* AUFGABE:
Geben Sie aus dem Text über Abt Konrad den Abschnitt wortwörtlich wieder, der mit „Konrad finden wir“ beginnt und bis einschließlich „Päpsten erlangten Privilegien.“ reicht.

Seit Ende 1234 trat Heinrich (VII.) immer mehr gegen seinen Vater auf, der ihn schliesslich im Juli 1235 absetzte und bald darauf gefangen nach Italien sandte. An diesen Vorgängen hatte Konrad keinen Anteil, sonst hätte er sich nicht fernerhin der Gunst des Kaisers erfreut. Denn da Diethelm von Toggenburg die Friedensbedingungen nicht einhielt, worüber neue Zwistigkeiten entstanden, suchte der Abt im Februar 1236 den Kaiser in Hagenau auf, wo ihm zunächst durch das Hofgericht, dann durch den Kaiser selber die Bestätigung seiner Rechte ward (Februar/März 1236). Damit hatte der Streit wenigstens vorläufig ein Ende gefunden. Über eine Fehde in Churrätien, in die Konrad um diese Zeit eingriff, ist weiter nichts bekannt.

Konrad finden wir nur noch einmal am Hofe des Kaisers, im August 1236 in Brixen. Obwohl er so ein entschiedener Parteigänger Friedrichs war, erfreute er sich doch auch der Gunst des Papstes; denn Gregor IX. bestätigte ihm am 5. Mai 1234 die Besitzungen des Klosters sowie die früher von Päpsten erlangten Privilegien.

Für seine grossangelegte politische Tätigkeit brauchte Konrad allerdings grosse Summen. Durch kluge Verwaltung verstand es Konrad aber, das finanzielle Gleichgewicht zu erhalten, ja er konnte, wie Kuchimeister erzählt, sterbend noch, neben dem, was er seinen Mitbrüdern hinterliess, seinem Bruder Heinrich von Griessenberg an «varendem Gut» 1000 Mark geben, die dieser verteilen sollte. Das Festhalten an seinen Rechten führte den Abt freilich auch in Konflikt mit seinen Untergebenen, so mit den Bürgern von St.Gallen, mit den umliegenden Bauern, mit den Herren von Rorschach. Letztere wollten ihm, als er schon todkrank war, noch ans Leben und standen nur auf die Zusicherung des Arztes, dass er nicht mehr genesen würde, davon ab.

In seine Regierungszeit fallen die Urkunden W. III. 859-881; Appendix 19-20; W. IV., Ap. 29-41. Erwähnenswert ist die unter ihm und mit seiner Zustimmung erfolgte Gründung eines Spitals in St.Gallen (2. Sept. 1228). Ebenso bestätigte Abt Konrad eine andere Stiftung von St.Galler Bürgern zu Gunsten von frommen Frauen, aus deren Siedlung das spätere St. Katharinenkloster hervorgegangen ist. Zahlreich sind überhaupt die kirchlichen Verfügungen unseres Abtes. So bestimmte er, dass das durch Dekan Lütold vom Ritter Rudolf von Hagenwil erworbene Meieramt Muolen stets mit dem Kelleramt in Sankt Gallen verbunden sein sollte und aus den Einkünften eine Jahrzeit für den Vater des Ritters, wie für den eigenen und sich selbst gehalten werden solle. Ferner sorgte er für die Ausstattung der St.Oswaldskapelle, die am kleinern Münsterturm angebaut war, wie auch für den daran angestellten Priester (25. Mai 1227). Im Klösterlein Faurndau bei Göppingen, das schon über 300 Jahre zu St.Gallen gehörte, schlichtete er einen Streit unter den dort lebenden Kanonikern und ordnete die Verhältnisse daselbst (29. März 1228). Ebenso ordnete er den Kirchendienst an der Kirche in St.Fiden sowie die Verpflichtungen der Priester an St.Lorenz, St.Magnus, St.Leonhard und St.Oswald. Auch die Kirche in Massin in der Lombardei, die längst zu St.Gallen gehörte, versah er mit Priestern.

* VORLIEGENDE ZEILEN:
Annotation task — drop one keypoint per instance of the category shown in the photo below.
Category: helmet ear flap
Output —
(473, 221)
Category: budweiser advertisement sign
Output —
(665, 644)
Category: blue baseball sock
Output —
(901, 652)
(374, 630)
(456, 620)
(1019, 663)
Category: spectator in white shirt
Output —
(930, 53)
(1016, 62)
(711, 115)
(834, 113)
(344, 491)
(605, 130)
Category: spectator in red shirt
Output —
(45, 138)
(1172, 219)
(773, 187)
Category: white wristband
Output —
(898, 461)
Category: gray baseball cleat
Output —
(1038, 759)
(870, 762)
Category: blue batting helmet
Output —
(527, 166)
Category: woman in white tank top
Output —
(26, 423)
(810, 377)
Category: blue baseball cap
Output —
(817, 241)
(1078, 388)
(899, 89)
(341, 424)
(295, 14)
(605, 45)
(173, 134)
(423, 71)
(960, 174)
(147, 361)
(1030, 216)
...
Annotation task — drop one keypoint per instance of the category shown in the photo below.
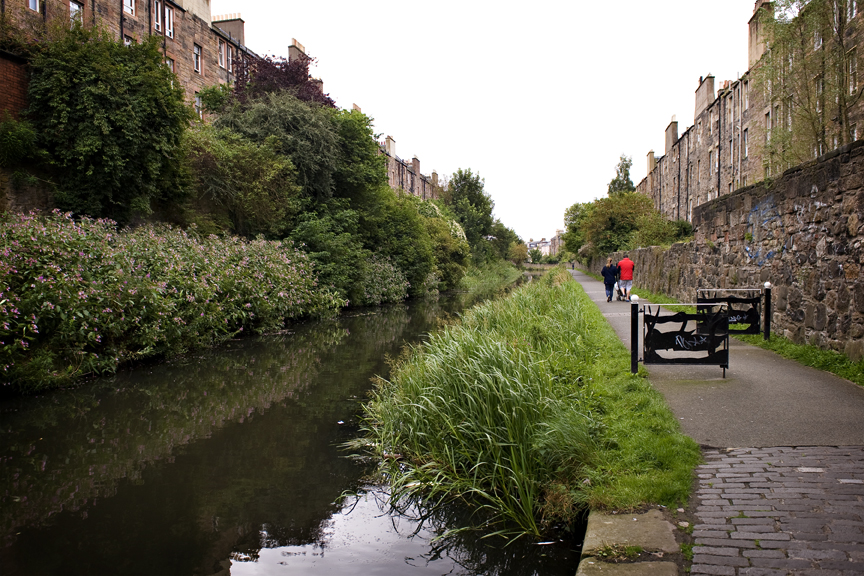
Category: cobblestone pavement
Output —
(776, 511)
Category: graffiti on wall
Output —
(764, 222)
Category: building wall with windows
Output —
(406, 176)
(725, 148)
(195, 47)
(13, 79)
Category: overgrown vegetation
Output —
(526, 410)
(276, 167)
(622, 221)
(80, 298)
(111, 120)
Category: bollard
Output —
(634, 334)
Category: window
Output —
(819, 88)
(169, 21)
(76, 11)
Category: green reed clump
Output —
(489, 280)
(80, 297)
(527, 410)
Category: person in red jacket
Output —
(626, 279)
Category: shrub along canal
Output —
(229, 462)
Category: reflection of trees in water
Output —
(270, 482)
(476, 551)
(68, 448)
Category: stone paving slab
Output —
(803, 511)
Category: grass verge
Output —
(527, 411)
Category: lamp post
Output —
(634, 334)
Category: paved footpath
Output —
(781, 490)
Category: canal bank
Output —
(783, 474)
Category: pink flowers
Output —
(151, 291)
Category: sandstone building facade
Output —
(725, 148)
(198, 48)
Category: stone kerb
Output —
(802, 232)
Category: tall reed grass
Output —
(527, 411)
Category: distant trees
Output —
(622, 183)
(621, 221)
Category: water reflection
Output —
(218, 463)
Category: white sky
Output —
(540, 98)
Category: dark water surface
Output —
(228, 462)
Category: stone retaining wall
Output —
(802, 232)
...
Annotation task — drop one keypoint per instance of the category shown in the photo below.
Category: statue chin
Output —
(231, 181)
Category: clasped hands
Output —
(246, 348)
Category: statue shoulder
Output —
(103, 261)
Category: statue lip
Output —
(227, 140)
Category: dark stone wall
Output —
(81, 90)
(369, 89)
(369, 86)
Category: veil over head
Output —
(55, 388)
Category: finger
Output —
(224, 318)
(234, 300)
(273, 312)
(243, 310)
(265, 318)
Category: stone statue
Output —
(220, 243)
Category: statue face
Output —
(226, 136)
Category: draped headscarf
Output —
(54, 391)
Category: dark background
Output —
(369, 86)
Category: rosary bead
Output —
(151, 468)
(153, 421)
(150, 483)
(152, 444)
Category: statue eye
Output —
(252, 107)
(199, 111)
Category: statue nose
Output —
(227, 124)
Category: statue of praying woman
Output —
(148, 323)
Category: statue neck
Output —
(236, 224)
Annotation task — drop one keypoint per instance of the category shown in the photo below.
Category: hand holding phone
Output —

* ANTWORT:
Konrad finden wir nur noch einmal am Hofe des Kaisers, im August 1236 in Brixen. Obwohl er so ein entschiedener Parteigänger Friedrichs war, erfreute er sich doch auch der Gunst des Papstes; denn Gregor IX. bestätigte ihm am 5. Mai 1234 die Besitzungen des Klosters sowie die früher von Päpsten erlangten Privilegien.